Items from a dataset

━━━━━━━━━━

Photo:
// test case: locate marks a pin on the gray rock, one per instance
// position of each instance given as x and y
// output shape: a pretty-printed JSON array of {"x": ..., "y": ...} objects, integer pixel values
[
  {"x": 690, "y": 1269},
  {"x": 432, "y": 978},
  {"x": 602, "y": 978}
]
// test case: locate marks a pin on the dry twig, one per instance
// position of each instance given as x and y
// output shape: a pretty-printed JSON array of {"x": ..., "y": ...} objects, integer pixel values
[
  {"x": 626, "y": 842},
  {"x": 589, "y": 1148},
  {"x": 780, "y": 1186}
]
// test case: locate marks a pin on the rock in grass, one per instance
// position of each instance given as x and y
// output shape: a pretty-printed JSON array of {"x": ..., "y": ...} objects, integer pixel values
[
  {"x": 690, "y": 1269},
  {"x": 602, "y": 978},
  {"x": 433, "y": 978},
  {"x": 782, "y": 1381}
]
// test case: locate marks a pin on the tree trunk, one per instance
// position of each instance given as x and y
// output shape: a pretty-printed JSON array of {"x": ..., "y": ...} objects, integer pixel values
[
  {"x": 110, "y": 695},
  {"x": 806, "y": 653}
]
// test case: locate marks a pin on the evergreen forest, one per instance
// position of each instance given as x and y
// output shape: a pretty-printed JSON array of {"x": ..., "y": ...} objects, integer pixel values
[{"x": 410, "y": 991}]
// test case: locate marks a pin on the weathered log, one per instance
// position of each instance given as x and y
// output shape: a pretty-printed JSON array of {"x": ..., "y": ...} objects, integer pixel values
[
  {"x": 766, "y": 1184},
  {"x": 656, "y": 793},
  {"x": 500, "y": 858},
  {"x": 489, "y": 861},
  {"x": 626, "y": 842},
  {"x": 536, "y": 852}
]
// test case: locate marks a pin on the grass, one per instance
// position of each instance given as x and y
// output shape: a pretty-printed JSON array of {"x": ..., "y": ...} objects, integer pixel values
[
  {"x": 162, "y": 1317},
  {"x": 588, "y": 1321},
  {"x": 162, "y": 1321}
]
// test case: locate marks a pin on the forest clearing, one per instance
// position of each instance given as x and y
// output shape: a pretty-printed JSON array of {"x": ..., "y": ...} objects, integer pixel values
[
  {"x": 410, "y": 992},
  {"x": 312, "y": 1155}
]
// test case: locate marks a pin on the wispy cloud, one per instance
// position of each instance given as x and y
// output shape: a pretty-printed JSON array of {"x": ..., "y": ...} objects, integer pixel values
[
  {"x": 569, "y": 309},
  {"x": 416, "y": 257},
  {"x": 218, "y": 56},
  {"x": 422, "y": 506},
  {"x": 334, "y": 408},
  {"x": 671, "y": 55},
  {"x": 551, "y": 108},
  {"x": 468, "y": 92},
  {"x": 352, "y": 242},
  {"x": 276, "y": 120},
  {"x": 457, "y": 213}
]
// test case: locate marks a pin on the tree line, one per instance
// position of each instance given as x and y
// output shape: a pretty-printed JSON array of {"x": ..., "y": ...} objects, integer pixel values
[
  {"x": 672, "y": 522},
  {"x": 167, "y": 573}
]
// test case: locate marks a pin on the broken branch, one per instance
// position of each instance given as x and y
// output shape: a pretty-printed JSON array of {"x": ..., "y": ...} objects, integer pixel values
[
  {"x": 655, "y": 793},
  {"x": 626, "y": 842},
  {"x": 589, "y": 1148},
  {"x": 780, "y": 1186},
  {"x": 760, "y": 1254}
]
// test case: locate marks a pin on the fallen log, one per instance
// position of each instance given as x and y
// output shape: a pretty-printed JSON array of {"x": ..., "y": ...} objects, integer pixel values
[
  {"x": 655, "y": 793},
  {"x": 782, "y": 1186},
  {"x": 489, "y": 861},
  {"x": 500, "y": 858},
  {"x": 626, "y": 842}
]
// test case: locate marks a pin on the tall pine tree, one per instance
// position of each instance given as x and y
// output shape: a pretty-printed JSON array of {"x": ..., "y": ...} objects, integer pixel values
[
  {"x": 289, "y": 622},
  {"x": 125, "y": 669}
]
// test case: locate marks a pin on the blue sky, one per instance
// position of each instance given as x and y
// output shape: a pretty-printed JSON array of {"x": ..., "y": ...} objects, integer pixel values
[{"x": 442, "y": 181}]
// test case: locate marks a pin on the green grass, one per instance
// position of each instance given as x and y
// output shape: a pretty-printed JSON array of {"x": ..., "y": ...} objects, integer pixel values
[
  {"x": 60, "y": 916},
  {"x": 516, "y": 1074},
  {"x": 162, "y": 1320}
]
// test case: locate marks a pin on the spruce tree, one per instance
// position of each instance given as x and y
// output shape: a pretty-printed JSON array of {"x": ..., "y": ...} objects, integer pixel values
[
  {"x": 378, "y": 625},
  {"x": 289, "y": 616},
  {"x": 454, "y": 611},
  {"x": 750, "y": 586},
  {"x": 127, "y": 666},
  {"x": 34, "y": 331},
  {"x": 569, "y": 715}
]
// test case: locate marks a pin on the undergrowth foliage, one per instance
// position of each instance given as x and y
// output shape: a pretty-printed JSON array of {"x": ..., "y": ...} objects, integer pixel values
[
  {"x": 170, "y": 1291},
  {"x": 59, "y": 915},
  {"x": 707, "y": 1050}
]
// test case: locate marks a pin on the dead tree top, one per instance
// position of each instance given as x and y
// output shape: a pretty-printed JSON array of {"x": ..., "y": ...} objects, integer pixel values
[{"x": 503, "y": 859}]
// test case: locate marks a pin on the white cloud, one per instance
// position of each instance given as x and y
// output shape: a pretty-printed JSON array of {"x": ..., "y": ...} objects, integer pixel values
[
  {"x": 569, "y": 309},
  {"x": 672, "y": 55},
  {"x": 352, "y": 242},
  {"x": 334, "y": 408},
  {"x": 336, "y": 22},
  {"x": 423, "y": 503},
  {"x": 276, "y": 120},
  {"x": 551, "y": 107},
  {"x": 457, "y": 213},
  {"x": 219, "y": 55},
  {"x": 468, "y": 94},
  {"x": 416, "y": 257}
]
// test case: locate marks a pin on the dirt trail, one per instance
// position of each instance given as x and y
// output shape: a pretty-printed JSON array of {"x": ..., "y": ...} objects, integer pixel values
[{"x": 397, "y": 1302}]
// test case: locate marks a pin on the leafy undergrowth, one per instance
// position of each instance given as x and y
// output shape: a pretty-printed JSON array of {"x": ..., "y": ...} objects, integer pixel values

━━━━━━━━━━

Take the entries above and transcribe them exactly.

Photo:
// test case: locate marks a pin on the gray rock, one per instance
// position of each instance given as x and y
// output shape: a pretty-printed JSON array of {"x": ..., "y": ...} objects, integer pixel values
[
  {"x": 690, "y": 1269},
  {"x": 432, "y": 978},
  {"x": 602, "y": 978}
]
// test case: locate marks a pin on the dry twig, one per instance
// position of each instance given as x and y
// output shape: a pretty-printed JSON array of {"x": ..., "y": ...} objects, integer pixel values
[
  {"x": 626, "y": 842},
  {"x": 589, "y": 1148},
  {"x": 780, "y": 1186}
]
// test case: locate marks a pin on the rock in grass, one per instance
// position of each instance given as x and y
// output shape: a pretty-printed JSON array of {"x": ..., "y": ...} objects, integer pixel values
[
  {"x": 690, "y": 1269},
  {"x": 602, "y": 978},
  {"x": 433, "y": 978},
  {"x": 782, "y": 1381}
]
// test case: locate marks a pin on the tree trunk, one per instance
// position of each instance given as x and y
// output shape: a pretty-printed JSON array of {"x": ..., "y": ...} objects, integer pixel values
[
  {"x": 110, "y": 695},
  {"x": 806, "y": 653}
]
// test case: locate marks a pin on the evergreen forest, one per instance
// position of each instance given as x and y
// output shape: a pretty-printed JSON array of {"x": ..., "y": ...} objects, integer pixel values
[{"x": 410, "y": 991}]
// test case: locate marks a pin on the weathered log, one per instance
// position of each instance given as x and y
// output shape: a pretty-printed JSON array of {"x": ..., "y": ...} objects, integer pixel values
[
  {"x": 766, "y": 1184},
  {"x": 656, "y": 793},
  {"x": 500, "y": 858},
  {"x": 489, "y": 861},
  {"x": 626, "y": 842},
  {"x": 536, "y": 852}
]
// test case: locate marks a pin on the grass, one per instance
// position of each instance given as x and y
// output shape: a pretty-printed JSON array of {"x": ..., "y": ...} objects, integer pixel values
[
  {"x": 162, "y": 1317},
  {"x": 588, "y": 1321},
  {"x": 162, "y": 1321}
]
// test case: locate marks a pin on the forest clearing, one per instance
// position of each instance given as x and y
// output shape: a pretty-printed JSON array of {"x": ..., "y": ...} objects, integer pixel values
[
  {"x": 410, "y": 992},
  {"x": 312, "y": 1155}
]
// test case: locate marks a pin on the wispy cloud, one per instance
// position of each instance given as x and y
// output shape: a pretty-printed JSON array of {"x": ..., "y": ...} objects, integer pixel values
[
  {"x": 569, "y": 309},
  {"x": 416, "y": 257},
  {"x": 218, "y": 56},
  {"x": 422, "y": 506},
  {"x": 334, "y": 408},
  {"x": 671, "y": 55},
  {"x": 551, "y": 108},
  {"x": 468, "y": 92},
  {"x": 352, "y": 242},
  {"x": 276, "y": 120},
  {"x": 457, "y": 213}
]
// test case: locate marks a pin on the tree line, one per instance
// position of each instance given as x and y
// output shape: a pretty-printed JSON array of {"x": ..., "y": ...} objects, integer pixel values
[
  {"x": 672, "y": 522},
  {"x": 167, "y": 573}
]
// test case: locate marks a pin on the broken branch, one per instance
// position of each instance given as x and y
// output shape: a pretty-printed JSON array of {"x": ..., "y": ...} objects, integer pixel values
[
  {"x": 655, "y": 793},
  {"x": 626, "y": 842},
  {"x": 589, "y": 1148},
  {"x": 780, "y": 1186},
  {"x": 760, "y": 1254}
]
// test case: locate marks a pin on the fallen log, one per instance
// position of each instance given as x and y
// output shape: a pretty-printed JSON array of {"x": ..., "y": ...} objects, integer pixel values
[
  {"x": 655, "y": 793},
  {"x": 782, "y": 1186},
  {"x": 489, "y": 861},
  {"x": 500, "y": 858},
  {"x": 626, "y": 842}
]
// test case: locate marks a pin on the tall pine tree, one per instance
// position of each instance given as x and y
// output shape: a pretty-printed JSON array of {"x": ..., "y": ...} objects, integer pixel values
[
  {"x": 289, "y": 622},
  {"x": 125, "y": 669}
]
// test case: locate marks a pin on the blue sky, one per instance
// position of each instance given as x and y
// output shape: a pretty-printed JSON array of {"x": ..., "y": ...} objects, integer pixel values
[{"x": 442, "y": 181}]
// test case: locate marks a pin on the green grass, one per instance
// position of each instance given as x and y
// output shape: a pretty-printed JSON array of {"x": ..., "y": ...} objects, integer pixel values
[
  {"x": 60, "y": 916},
  {"x": 516, "y": 1074},
  {"x": 162, "y": 1320}
]
// test case: locate marks a pin on the spruce tree, one per instance
// position of each instance given as x and y
// output shape: a pretty-printed JSON array of {"x": ..., "y": ...} objects, integer pixel values
[
  {"x": 378, "y": 625},
  {"x": 289, "y": 616},
  {"x": 454, "y": 611},
  {"x": 750, "y": 586},
  {"x": 127, "y": 666},
  {"x": 34, "y": 331},
  {"x": 569, "y": 715}
]
// test case: locate marks a pin on the undergrowth foliage, one per instance
// position of each instance given as x and y
// output shape: a pretty-printed JSON array of {"x": ..., "y": ...} objects, integer pixel values
[
  {"x": 170, "y": 1291},
  {"x": 59, "y": 915},
  {"x": 707, "y": 1050}
]
// test case: locate marks a pin on the dead tree top, one per instance
// position of each instance given as x and y
// output shape: a pretty-printed JSON array of {"x": ..., "y": ...} objects, integer pixel values
[{"x": 503, "y": 859}]
// test case: locate marks a pin on the white cloud, one per instance
// position of each instance given as x and y
// output shape: a pretty-printed JSON array of {"x": ..., "y": ...} objects, integer pixel values
[
  {"x": 569, "y": 309},
  {"x": 672, "y": 55},
  {"x": 352, "y": 242},
  {"x": 334, "y": 408},
  {"x": 336, "y": 22},
  {"x": 423, "y": 503},
  {"x": 276, "y": 120},
  {"x": 551, "y": 107},
  {"x": 457, "y": 213},
  {"x": 219, "y": 55},
  {"x": 468, "y": 94},
  {"x": 416, "y": 257}
]
// test case: locate marks a pin on the dirt trail, one per instance
// position of each instance given as x and y
// output shape: a pretty-printed JSON array of {"x": ..., "y": ...} objects, integer pixel values
[{"x": 397, "y": 1302}]
// test case: locate marks a pin on the leafy undergrowth, one per instance
// position of each instance given as x and y
// output shape: a pretty-printed JSON array of {"x": ..., "y": ...} objects, integer pixel values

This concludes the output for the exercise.